▸ **EXCERTO TRANSCRITO**
━━━━━━━━━━━━━━━━
A festa da CPLP
Por estes dias andamos em preparativos da XII Cimeira da CPLP, que decorrerá na ilha do Sal entre 17 e 18 próximos e cuja presidência por dois anos Cabo Verde deverá assumir. Pelo que consta, está a ser preparada com cuidado e rigor. Para além de contar com um slogan apelativo, “cultura, pessoas, oceanos”, também tem um logótipo que representa, disse o ministro da Cultura e das Indústrias Criativas, “aquilo que é a nossa principal aspiração durante a presidência da CPLP”, a saber, “a mobilidade”. Isso tudo para além de um vídeo promocional. Assim, parece seguro que desta vez nada nos surpreenderá, o mais tardar no dia 18 assumiremos tranquilamente a presidência da CPLP.
Não me lembro de já alguma vez termos desempenhado essa função, mas, se sim, foi certamente sem o estardalhaço de agora. Que no entanto se justifica como uma bofetada aos irmãos da CEDEAO que, na última reunião para a escolha do seu presidente, se não nos traíram, simplesmente nos ignoraram, o que foi infinitamente pior.
Bem, não se pode dizer que temos sido inocentes, o nosso comportamento africano não se tem pautado pela coerência, exceção feita aos primeiros dez anos seguintes à independência quando inutilmente se tentou reafricanizar os nossos espíritos ocidentalizados. A seguir a esse período começámos a saltar de destino em destino como umas galinhas tontas, primeiro foi para ser Hong Kong, uma grande e formidável praça de negócios capaz de causar inveja ao próprio original; depois decidimos saltar o Atlântico e pousar nas ilhas Maurícias, lembrados de repente de que afinal o turismo é a nossa vocação por excelência, sol, praia e mar são coisas que temos para dar e vender… Mas eis senão quando alguém se lembrou das ilhas Canárias, tão próximas de nós, simples hora e meia de viagem. Desviamos mais uma vez e decidimos imitá-la e juramos que em 15 anos estaríamos como elas...
━━━━━━━━━━━━━━━━
▸ **DADOS A UTILIZAR**
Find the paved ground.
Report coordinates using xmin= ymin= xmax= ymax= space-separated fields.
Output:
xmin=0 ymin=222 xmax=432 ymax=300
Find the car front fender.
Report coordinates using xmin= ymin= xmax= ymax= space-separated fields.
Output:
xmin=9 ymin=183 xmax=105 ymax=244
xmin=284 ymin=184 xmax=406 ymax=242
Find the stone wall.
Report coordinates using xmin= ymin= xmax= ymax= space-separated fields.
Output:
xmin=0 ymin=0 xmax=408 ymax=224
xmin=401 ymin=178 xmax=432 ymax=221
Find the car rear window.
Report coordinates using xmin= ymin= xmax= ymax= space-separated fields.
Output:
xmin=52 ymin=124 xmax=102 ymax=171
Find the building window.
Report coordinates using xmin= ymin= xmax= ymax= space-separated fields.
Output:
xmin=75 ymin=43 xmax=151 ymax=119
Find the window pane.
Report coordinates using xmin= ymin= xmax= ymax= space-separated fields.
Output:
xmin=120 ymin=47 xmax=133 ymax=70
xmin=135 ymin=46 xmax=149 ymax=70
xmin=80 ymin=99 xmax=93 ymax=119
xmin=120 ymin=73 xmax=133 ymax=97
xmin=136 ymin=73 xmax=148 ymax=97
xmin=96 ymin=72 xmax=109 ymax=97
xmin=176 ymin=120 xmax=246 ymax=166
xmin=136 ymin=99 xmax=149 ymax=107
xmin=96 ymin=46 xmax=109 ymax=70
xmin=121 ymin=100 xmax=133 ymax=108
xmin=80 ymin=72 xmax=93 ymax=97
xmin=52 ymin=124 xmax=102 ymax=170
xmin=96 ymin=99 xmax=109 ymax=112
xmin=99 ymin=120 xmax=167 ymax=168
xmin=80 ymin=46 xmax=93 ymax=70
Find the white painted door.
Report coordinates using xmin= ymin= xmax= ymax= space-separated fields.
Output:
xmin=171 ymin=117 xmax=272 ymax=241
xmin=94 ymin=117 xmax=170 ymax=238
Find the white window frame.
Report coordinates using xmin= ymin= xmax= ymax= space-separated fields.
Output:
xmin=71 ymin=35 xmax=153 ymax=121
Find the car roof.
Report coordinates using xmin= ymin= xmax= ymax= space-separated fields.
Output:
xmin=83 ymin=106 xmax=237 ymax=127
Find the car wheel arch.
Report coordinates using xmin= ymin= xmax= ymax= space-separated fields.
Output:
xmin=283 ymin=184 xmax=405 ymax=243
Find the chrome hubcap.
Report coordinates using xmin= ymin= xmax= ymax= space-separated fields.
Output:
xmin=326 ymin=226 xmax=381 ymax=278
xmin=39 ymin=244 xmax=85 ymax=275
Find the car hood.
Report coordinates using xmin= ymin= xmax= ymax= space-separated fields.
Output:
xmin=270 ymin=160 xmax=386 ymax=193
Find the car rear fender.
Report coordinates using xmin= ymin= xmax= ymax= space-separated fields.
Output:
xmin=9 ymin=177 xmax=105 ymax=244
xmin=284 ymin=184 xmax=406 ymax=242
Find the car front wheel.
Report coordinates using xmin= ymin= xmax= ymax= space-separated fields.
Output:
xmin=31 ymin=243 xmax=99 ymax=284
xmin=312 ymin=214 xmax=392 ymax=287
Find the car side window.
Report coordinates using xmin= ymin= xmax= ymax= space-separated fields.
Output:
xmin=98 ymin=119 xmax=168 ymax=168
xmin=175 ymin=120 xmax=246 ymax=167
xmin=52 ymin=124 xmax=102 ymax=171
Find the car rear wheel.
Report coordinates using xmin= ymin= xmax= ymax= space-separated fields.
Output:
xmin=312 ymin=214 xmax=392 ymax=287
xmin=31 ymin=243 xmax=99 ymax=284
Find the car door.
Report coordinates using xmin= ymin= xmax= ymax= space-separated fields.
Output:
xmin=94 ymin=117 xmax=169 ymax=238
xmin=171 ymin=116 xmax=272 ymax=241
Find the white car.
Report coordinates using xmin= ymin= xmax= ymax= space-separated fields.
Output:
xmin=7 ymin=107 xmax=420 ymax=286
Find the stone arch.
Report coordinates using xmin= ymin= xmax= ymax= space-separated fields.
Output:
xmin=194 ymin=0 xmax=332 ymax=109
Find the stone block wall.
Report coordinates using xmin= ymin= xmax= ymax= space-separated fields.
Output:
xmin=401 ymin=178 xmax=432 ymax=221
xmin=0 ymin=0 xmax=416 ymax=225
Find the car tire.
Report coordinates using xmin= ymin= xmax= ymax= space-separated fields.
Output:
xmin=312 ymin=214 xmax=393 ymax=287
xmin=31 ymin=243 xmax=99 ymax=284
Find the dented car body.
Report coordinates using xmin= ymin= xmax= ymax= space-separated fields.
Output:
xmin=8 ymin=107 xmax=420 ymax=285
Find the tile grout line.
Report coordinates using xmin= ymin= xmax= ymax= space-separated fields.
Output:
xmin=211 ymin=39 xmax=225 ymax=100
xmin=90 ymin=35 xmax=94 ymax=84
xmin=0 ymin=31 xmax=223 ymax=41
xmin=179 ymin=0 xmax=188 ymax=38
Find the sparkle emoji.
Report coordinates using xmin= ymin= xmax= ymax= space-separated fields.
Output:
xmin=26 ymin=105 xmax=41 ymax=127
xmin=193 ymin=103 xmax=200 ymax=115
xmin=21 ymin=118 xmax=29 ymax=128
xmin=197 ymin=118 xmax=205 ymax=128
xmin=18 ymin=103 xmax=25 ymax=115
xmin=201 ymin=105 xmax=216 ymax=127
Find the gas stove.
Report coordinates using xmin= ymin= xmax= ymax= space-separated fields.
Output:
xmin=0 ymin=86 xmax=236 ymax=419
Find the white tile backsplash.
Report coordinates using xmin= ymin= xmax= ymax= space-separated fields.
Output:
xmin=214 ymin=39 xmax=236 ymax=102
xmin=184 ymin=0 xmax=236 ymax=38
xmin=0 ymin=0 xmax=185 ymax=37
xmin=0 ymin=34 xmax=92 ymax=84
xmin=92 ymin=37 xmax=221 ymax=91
━━━━━━━━━━━━━━━━
▸ **TAREFAS PROPOSTAS**
**1.** Apresente em lista numerada, omitindo as linhas em branco, o trecho das linhas de dados que vai da linha com "Find the tile grout line." até à linha com "xmin=0 ymin=86 xmax=236 ymax=419", ambas incluídas.
**2.** Redija a continuação do texto sobre a Cimeira da CPLP, a partir do ponto em que termina.

▸ **RESPOSTAS DO EXERCÍCIO**
**1.**
1. Find the tile grout line.
2. Report coordinates using xmin= ymin= xmax= ymax= space-separated fields.
3. Output:
4. xmin=211 ymin=39 xmax=225 ymax=100
5. xmin=90 ymin=35 xmax=94 ymax=84
6. xmin=0 ymin=31 xmax=223 ymax=41
7. xmin=179 ymin=0 xmax=188 ymax=38
8. Find the sparkle emoji.
9. Report coordinates using xmin= ymin= xmax= ymax= space-separated fields.
10. Output:
11. xmin=26 ymin=105 xmax=41 ymax=127
12. xmin=193 ymin=103 xmax=200 ymax=115
13. xmin=21 ymin=118 xmax=29 ymax=128
14. xmin=197 ymin=118 xmax=205 ymax=128
15. xmin=18 ymin=103 xmax=25 ymax=115
16. xmin=201 ymin=105 xmax=216 ymax=127
17. Find the gas stove.
18. Report coordinates using xmin= ymin= xmax= ymax= space-separated fields.
19. Output:
20. xmin=0 ymin=86 xmax=236 ymax=419

**2.**
Entretanto fomos esquecendo a África. Não ostensivamente, bem entendido, mas por simples descaso, não participando nas reuniões dos seus órgãos, não mantendo quotas em dia... Até que demos conta de que, segundo a ordem alfabética, era a nossa vez de presidir a CEDEAO. Grande honra, sem dúvida! As nossas chefias políticas alvoroçaram-se, três candidatos nacionais tipo peso-pesado na nomenclatura perfilaram-se para o cargo, todos alardeando competências e discutindo apoios. Diante da certeza do alfabeto, restaria a Cabo Verde apenas indicar o seu escolhido. Mas eis que chega o grande dia, e há uma baralhação alfabética e a seguir ao B de Burkina Faso surge o C de Costa do Marfim.
Foi um murro brutal. Merecíamos? Uns dizem que sim, outros dizem que não, umas simples quotinhas em atraso não justificavam tamanha descortesia. Mas de todo o modo o governo reagiu. Reconheceu publicamente “a necessidade de termos uma presença muito mais forte da diplomacia política e económica e da defesa das condições para termos um estatuto especial na CEDEAO”, e nomeou um ministro para ficar responsável pela nossa (re)Integração Regional. Mas agora com a CPLP tudo foi tratado a tempo e horas e deve correr pelo melhor, é gente nossa conhecida, pelo menos falamos a mesma língua e em português nos entendemos. Exceto a Guiné Equatorial, claro!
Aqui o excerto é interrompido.